▶ _Fragmento seleccionado_
· · · ·
Yo también he concedido deseos, claro, como todo el mundo. Pero han sido deseos domésticos, de andar por casa: favores, helados, cambios de canal, encuentros sexuales... Una vez regalé flores a la mujer amada. Pero hacer feliz a alguien, así, sin añadiduras, creo que no. Soy demasiado difícil. También tengo que decir, en mi descargo, que nadie me ha hecho feliz: momentos de felicidad, a lo sumo, como pompas de jabón.

He dado paseos en barca, pero nunca en solitario. Una vez, en compañía de una mujer, me puse en plan remero olímpico y terminamos encallando en el arrecife más mohoso y alejado del parque del Retiro. Nunca he sido enterrado vivo, como Forrest, aunque una vez quisieron enterrarme en vida, que no es exactamente lo mismo. En la crítica anterior ya le puse seis estrellas a una reseña. La de esta temporada de Review, precisamente.

Me acojona, hablar en público. Me pongo tan nervioso que me ruborizo, olvido lo que iba a decir, temblequeo.... Nunca he asesinado a nadie, y tampoco he dejado que una bola mágica decida por mí en los asuntos de la vida. Aunque quién sabe: quizá me hubiese ido mucho mejor, fiándolo todo al azar.
· · · ·
▶ _Material_

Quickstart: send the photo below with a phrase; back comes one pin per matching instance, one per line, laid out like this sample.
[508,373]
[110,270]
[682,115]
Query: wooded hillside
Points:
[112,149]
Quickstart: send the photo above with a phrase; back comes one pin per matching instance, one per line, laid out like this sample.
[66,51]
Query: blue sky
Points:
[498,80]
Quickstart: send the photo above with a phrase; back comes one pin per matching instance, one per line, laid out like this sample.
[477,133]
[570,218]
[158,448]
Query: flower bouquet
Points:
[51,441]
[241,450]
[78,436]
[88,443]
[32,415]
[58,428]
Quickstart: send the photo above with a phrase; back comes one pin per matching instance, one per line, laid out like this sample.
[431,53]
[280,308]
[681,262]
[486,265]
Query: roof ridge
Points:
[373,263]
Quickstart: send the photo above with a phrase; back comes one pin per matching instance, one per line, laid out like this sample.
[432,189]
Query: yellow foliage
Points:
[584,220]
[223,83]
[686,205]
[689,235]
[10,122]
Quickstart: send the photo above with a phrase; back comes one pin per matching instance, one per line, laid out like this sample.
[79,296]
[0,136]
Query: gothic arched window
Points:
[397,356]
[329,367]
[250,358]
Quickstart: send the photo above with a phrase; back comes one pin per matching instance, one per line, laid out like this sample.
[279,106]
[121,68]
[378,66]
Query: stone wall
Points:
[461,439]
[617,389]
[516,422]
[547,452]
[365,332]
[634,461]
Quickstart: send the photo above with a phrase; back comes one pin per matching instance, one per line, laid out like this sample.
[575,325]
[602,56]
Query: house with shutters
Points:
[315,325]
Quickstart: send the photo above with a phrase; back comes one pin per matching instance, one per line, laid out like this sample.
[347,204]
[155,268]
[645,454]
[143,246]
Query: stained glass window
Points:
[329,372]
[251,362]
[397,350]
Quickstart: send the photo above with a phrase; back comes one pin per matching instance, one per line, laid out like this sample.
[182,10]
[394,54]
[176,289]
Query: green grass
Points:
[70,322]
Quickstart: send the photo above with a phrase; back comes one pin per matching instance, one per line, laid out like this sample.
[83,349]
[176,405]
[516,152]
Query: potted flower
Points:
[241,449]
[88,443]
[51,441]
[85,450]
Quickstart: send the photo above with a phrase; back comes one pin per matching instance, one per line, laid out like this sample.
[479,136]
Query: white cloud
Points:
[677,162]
· · · ·
▶ _Ejercicio 1_
Enumera los ejemplos de deseos domésticos que se mencionan en el texto sobre la serie Review.
▶ _Ejercicio 2_
Prosigue el texto sobre la serie Review a partir de su última oración.

▶ _Respuesta escrita 1_
Favores, helados, cambios de canal y encuentros sexuales.

▶ _Respuesta escrita 2_
Procrastino a todas horas. No sé impostar la felicidad. Hace quince años que no hago una lucha de almohadas con mi hijo. No tengo amigos imaginarios, pero una vez, de chaval, me dio por imaginar que el espíritu de Nietzsche caminaba conmigo, y yo le explicaba las maravillas tecnológicas y deportivas del mundo moderno.

¿Teorías de la conspiración? Sólo una, y original, pero no la puedo escribir aquí. Nunca me han perseguido con un fusil en ristre, como si yo fuera un jabalí, pero una vez me tuvieron entre ceja y ceja y casi acaban conmigo. Sobreviví.